JOB 1 -> Write out the listing from the line that contains "Locate car door." through the line that contains "[0,324,18,375]", inclusive, exactly as it appears, and nothing else.

TEXT EXCERPT ->

** BEGIN **

Matlab style plots using ggplot2

Create Matlab style plots using ggplot2

By Pallav Routh in Manuscript Visualization

December 14, 2021

ggplot has always been my go-to library for generating images and plots for projects, presentations and manuscripts. But, I’ve never been a huge fan of ggplot built-in themes for creating plots. I’ve always wanted to re-create Matlab’s deafult plotting theme. I think they are clean, precise and perfectly suited for scientific visualizations.

Luckily, ggplot makes it very easy to create and add your custom theme to a plot using different functions. So, in in this blog post, I go over the steps to re-create the above plotting theme used by Matlab.

Characteristic features

There are 2 features of Matlab plots that really appeal to me - (1) inward facing ticks, and (2) axes on all 4 sides. This is different from ggplot where the default behavior is to generate outward facing ticks and axes on 2 sides.

Let’s see how we can add these features to a ggplot. First, here is our basic plot g which depicts the relationship between reading scores and math scores from CASchools data in the AER library.

dataset <- readr::read_csv("https://raw.githubusercontent.com/pallavrouth/AI-Bootcamp/main/Data/caschools.csv")

g <- 
  ggplot(dataset, aes(x = read, y = math)) +
    geom_point()

(g)

Inward ticks

I will use the axis.ticks.length argument within the theme() function to generate inward facing ticks. Let’s save the settings to a new theme.

theme_scientific <- theme(axis.ticks.length = unit(-0.30, "cm"))

Adding theme_scientific to g adds inward ticks.

(g + theme_scientific)

Nice! Let’s clean up the axis a little before moving forward. Let’s change the color of text on either axis to be black and of size 12.

theme_scientific <- 
  theme(axis.line = element_line(color = "black"),
        axis.text = element_text(colour = "black", size = 12),
        axis.title = element_text(colour = "black", size = 12),
        axis.ticks.length = unit(-0.30, "cm"))

(g + theme_scientific)

** END **

JOB 2 -> In the Matlab-style plotting post, rewrite the passage between "There are 2" and "the AER library.", inclusive, replacing "ticks" with "tick marks".

RECORDS SHOWN ->
** BEGIN **

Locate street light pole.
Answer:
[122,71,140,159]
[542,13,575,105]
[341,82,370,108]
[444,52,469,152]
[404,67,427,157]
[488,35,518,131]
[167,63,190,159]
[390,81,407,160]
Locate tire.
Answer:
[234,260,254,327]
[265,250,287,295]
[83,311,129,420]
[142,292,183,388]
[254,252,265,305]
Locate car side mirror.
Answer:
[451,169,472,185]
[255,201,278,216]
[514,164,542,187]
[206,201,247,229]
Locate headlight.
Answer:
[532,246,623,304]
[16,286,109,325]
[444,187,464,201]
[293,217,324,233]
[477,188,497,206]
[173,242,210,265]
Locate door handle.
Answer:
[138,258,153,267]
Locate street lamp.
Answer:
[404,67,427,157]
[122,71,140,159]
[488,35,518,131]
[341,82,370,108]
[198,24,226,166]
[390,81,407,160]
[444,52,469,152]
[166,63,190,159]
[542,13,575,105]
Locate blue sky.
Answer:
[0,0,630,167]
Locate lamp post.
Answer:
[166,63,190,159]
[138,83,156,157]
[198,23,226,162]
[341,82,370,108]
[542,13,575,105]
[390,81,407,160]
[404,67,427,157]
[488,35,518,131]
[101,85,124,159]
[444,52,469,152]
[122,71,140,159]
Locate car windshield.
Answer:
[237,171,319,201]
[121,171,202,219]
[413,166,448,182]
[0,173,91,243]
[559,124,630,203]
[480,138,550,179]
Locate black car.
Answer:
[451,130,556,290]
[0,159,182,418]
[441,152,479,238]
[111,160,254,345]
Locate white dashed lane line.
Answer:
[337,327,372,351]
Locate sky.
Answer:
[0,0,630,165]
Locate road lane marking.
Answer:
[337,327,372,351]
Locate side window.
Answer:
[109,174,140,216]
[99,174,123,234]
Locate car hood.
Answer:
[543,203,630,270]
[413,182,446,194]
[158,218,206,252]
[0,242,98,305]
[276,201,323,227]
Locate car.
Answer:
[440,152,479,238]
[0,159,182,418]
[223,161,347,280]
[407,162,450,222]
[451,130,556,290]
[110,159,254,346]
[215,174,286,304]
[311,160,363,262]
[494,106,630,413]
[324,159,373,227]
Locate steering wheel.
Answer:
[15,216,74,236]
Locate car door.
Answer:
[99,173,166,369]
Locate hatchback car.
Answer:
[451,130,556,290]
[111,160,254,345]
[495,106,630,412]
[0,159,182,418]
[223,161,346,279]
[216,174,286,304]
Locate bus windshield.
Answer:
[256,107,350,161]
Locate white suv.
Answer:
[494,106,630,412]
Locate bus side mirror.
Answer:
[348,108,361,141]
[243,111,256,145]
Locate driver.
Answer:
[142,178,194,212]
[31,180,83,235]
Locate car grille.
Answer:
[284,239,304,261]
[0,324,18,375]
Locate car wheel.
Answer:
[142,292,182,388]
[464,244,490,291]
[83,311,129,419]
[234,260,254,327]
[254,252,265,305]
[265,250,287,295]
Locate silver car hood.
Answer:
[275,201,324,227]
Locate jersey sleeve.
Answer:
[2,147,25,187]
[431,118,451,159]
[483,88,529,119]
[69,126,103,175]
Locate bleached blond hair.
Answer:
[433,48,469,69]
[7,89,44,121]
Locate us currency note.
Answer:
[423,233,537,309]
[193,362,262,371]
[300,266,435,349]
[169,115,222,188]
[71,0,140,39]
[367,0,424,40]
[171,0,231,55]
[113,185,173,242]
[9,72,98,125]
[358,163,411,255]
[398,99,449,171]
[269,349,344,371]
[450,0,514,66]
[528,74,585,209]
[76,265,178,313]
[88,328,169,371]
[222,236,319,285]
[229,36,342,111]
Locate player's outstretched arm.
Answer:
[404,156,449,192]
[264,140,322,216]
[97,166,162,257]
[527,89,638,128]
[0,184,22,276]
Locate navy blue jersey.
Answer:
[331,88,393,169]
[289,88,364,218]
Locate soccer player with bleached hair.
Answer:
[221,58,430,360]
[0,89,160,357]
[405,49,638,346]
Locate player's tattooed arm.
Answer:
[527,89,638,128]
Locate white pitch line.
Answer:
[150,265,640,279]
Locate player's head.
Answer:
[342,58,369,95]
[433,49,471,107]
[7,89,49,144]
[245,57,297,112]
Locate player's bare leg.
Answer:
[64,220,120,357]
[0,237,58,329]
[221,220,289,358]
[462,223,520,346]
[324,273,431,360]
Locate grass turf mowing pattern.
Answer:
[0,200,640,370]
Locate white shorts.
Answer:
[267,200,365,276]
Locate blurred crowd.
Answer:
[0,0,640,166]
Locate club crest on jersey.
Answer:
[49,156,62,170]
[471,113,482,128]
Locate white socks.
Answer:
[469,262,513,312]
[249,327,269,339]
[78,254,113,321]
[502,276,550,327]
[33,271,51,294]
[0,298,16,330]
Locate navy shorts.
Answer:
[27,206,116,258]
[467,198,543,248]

** END **

FULL ANSWER 1 ->
Locate car door.
Answer:
[99,173,166,369]
Locate hatchback car.
Answer:
[451,130,556,290]
[111,160,254,345]
[495,106,630,412]
[0,159,182,418]
[223,161,346,279]
[216,174,286,304]
Locate bus windshield.
Answer:
[256,107,350,161]
Locate white suv.
Answer:
[494,106,630,412]
Locate bus side mirror.
Answer:
[348,108,361,141]
[243,111,256,145]
Locate driver.
Answer:
[142,178,194,212]
[31,180,83,235]
Locate car grille.
Answer:
[284,239,304,261]
[0,324,18,375]

FULL ANSWER 2 ->
There are 2 features of Matlab plots that really appeal to me - (1) inward facing tick marks, and (2) axes on all 4 sides. This is different from ggplot where the default behavior is to generate outward facing tick marks and axes on 2 sides.

Let’s see how we can add these features to a ggplot. First, here is our basic plot g which depicts the relationship between reading scores and math scores from CASchools data in the AER library.